**Testo in esame**
----------

Dopo un anno dall’infezione da Covid-19 sono state riscontrate delle modificazioni del metabolismo del cervello, che hanno provocato nebbia mentale e disturbi di memoria e concentrazione. Tale situazione potrebbe anche essere legata ad un accumulo di molecole tossiche per i neuroni. Ciò è stato dimostrato in seguito ad una ricerca eseguita su sette pazienti, coordinata dall’Università degli Studi di Milano e condotta in collaborazione con il Centro Aldo Ravelli della Statale, l’Asst Santi Paolo e Carlo e l’Irccs Auxologico. Come riporta Ansa, i risultati dello studio sono stati pubblicati su Journal of Neurology.
Il team di ricerca guidato dal neurologo Alberto Priori, ha esaminato sette persone che sono state ricoverate per Covid-19 e che a distanza di un anno dalle loro dimissioni mirati test neuropsicologici mostravano ancora disturbi cognitivi. I pazienti sono stati controllati utilizzando la metodica di tomografia a emissione di positroni (Pet) in grado di stimare l’attività metabolica di dettagliate aree del cervello e la deposizione di amiloide nello stesso.
Come ha riportato Ansa, il direttore della divisione di Medicina Nucleare e Radiodiagnostica dell’Asst Santi Paolo e Carlo, Luca Tagliabue, ha spiegato: “L’amiloide è una proteina che quando si accumula nei neuroni ne determina l’invecchiamento precoce e la degenerazione e che è implicata nella malattia di Alzheimer. Ebbene nel paziente esaminato la Pet ha rilevato un abnorme accumulo di amiloide nel cervello e particolarmente nei lobi frontali e nella corteccia cingolata, legate a funzioni cognitive complesse e alle emozioni”.

----------

**Estratto del dataset**
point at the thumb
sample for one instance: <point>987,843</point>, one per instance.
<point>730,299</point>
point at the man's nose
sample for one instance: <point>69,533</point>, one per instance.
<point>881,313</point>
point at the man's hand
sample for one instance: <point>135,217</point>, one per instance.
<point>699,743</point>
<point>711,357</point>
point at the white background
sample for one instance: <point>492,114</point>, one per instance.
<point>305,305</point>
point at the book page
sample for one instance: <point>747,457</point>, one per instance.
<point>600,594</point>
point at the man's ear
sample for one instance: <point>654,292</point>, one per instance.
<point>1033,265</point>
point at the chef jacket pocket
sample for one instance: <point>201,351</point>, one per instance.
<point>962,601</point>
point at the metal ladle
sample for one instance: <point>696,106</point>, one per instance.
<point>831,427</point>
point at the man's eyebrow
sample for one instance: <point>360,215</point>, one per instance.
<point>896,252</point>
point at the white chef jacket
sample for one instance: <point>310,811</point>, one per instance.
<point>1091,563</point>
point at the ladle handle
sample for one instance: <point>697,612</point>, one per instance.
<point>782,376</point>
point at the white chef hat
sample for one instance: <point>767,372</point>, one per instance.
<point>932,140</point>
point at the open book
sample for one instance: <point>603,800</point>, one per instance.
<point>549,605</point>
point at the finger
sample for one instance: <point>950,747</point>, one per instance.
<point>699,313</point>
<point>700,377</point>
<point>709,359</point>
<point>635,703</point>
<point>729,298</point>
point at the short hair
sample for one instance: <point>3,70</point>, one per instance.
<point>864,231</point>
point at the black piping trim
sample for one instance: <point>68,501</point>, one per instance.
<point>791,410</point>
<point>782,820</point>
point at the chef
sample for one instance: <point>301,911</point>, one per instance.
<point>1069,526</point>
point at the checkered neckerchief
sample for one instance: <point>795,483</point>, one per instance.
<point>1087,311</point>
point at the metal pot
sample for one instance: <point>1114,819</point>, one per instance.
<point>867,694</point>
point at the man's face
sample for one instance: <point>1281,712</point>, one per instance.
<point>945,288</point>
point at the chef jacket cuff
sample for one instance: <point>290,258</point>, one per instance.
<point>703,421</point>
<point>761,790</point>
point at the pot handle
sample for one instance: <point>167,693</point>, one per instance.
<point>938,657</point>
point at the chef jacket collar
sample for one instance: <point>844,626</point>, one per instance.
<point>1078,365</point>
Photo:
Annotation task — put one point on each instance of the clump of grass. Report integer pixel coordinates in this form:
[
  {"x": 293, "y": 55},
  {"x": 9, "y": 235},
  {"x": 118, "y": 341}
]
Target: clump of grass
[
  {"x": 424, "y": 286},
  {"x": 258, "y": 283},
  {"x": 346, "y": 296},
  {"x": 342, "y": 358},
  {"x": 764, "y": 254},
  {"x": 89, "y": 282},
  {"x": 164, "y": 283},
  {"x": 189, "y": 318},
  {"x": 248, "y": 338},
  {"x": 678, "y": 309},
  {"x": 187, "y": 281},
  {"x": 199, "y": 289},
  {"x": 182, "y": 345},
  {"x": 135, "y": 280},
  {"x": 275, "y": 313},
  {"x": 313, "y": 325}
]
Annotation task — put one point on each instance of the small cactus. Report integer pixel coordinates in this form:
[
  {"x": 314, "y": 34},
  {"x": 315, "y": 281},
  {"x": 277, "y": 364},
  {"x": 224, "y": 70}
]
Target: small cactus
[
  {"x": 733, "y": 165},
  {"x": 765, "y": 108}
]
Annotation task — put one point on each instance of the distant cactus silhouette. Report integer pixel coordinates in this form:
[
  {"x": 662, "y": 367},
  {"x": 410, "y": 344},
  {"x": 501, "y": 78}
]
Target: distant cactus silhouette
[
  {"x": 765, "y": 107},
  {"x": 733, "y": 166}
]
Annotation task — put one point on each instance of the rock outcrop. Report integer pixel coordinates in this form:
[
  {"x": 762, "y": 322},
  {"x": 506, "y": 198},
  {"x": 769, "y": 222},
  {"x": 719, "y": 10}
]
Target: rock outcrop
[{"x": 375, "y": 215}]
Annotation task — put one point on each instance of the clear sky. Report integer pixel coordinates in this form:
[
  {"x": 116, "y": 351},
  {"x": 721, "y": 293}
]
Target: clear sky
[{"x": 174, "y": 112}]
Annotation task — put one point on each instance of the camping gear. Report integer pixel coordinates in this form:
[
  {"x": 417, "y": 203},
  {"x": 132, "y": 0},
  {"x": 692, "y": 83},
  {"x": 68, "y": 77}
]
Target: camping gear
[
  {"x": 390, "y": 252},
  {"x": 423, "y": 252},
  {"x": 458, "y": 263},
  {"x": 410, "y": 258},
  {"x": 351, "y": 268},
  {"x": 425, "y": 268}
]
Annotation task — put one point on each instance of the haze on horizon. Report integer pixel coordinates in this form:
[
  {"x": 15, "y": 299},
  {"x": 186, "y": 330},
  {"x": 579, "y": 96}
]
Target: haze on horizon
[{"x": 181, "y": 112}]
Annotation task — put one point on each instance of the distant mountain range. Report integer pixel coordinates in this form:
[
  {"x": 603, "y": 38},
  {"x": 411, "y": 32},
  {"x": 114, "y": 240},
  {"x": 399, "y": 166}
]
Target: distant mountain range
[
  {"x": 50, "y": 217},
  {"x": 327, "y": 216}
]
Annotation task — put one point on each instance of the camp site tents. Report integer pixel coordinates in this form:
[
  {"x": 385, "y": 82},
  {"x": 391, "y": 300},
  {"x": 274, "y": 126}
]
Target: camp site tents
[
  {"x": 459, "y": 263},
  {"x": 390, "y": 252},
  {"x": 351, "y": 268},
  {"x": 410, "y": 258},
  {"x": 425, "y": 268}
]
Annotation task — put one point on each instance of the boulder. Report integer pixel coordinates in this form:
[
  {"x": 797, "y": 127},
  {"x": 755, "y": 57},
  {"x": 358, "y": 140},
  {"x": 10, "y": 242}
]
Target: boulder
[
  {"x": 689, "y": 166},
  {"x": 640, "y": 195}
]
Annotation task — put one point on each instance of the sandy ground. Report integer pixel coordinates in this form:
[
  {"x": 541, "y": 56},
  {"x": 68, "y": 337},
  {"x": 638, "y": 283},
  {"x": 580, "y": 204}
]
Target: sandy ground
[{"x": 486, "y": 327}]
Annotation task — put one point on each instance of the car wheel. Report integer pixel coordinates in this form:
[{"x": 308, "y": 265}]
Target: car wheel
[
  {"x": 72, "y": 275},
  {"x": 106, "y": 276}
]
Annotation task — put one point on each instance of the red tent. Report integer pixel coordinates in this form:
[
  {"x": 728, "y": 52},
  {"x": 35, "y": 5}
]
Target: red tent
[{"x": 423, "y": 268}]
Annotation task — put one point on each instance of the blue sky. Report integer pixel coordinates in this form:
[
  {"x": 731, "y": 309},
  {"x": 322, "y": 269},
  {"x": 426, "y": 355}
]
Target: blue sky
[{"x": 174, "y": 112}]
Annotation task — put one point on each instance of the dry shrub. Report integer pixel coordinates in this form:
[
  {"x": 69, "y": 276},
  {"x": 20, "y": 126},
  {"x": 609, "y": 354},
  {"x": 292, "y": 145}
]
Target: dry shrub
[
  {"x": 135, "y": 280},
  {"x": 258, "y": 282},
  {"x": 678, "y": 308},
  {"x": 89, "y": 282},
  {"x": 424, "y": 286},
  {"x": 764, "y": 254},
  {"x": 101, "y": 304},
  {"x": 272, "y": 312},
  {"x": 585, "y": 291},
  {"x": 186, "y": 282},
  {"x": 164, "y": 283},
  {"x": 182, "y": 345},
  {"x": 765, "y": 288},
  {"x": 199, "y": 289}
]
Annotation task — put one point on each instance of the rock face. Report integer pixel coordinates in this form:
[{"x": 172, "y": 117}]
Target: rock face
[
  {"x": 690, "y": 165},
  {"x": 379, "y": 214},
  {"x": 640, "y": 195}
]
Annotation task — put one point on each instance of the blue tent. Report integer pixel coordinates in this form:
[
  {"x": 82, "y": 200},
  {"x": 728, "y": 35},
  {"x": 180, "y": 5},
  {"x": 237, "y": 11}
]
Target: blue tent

----------

**Azione richiesta A**
Secondo il testo in esame, perché per controllare i pazienti è stata usata la tomografia a emissione di positroni?
**Azione richiesta B**
Trascrivi fedelmente il passo del testo in esame che comincia con "Il team di ricerca" e prosegue fino a "amiloide nello stesso.".
**Azione richiesta C**
Indica se ciascuna di queste affermazioni concorda con il testo in esame: (i) la ricerca è stata eseguita su sette pazienti; (ii) i risultati dello studio sono stati pubblicati su The Lancet; (iii) l'accumulo di amiloide è stato rilevato soprattutto nei lobi temporali.
Le voci non servono a nulla in questo lavoro.

**Risultato A**
È stata usata perché è in grado di stimare l'attività metabolica di dettagliate aree del cervello. Permette inoltre di rilevare la deposizione di amiloide nel cervello.

**Risultato B**
Il team di ricerca guidato dal neurologo Alberto Priori, ha esaminato sette persone che sono state ricoverate per Covid-19 e che a distanza di un anno dalle loro dimissioni mirati test neuropsicologici mostravano ancora disturbi cognitivi. I pazienti sono stati controllati utilizzando la metodica di tomografia a emissione di positroni (Pet) in grado di stimare l’attività metabolica di dettagliate aree del cervello e la deposizione di amiloide nello stesso.

**Risultato C**
(i) Sì: "una ricerca eseguita su sette pazienti".
(ii) No: "i risultati dello studio sono stati pubblicati su Journal of Neurology".
(iii) No: "particolarmente nei lobi frontali e nella corteccia cingolata".